● Challenge
Leave out the pictures and repeat the data exactly.

──────────

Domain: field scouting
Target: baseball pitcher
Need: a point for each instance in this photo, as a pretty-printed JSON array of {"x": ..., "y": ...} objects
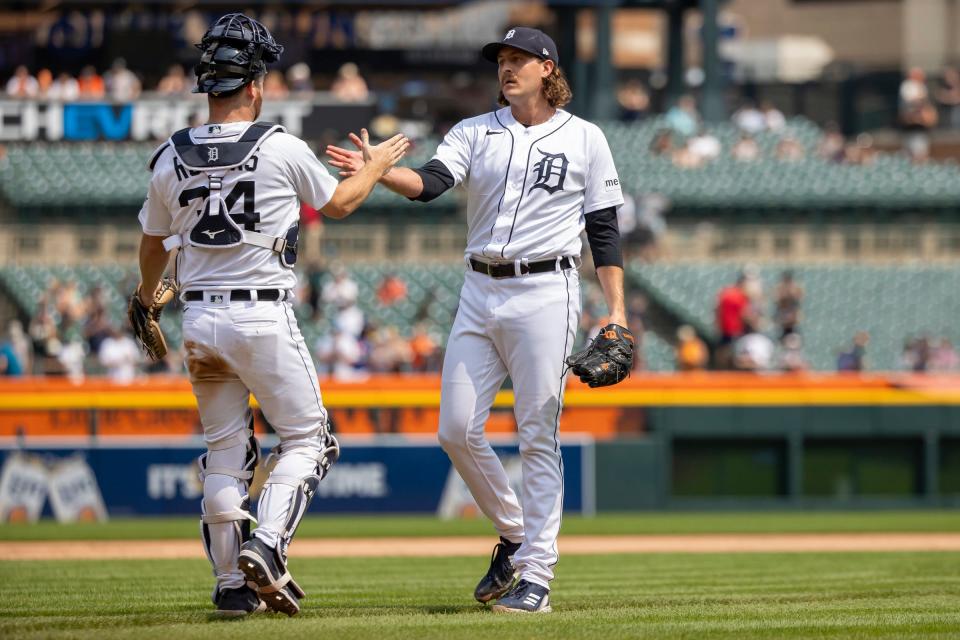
[
  {"x": 227, "y": 195},
  {"x": 535, "y": 176}
]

──────────

● The answer
Domain: field scouting
Target: baseball pitcher
Need: a point for each instance in this photo, as a pretty-printed JSON array of {"x": ..., "y": ...} objects
[
  {"x": 227, "y": 195},
  {"x": 535, "y": 176}
]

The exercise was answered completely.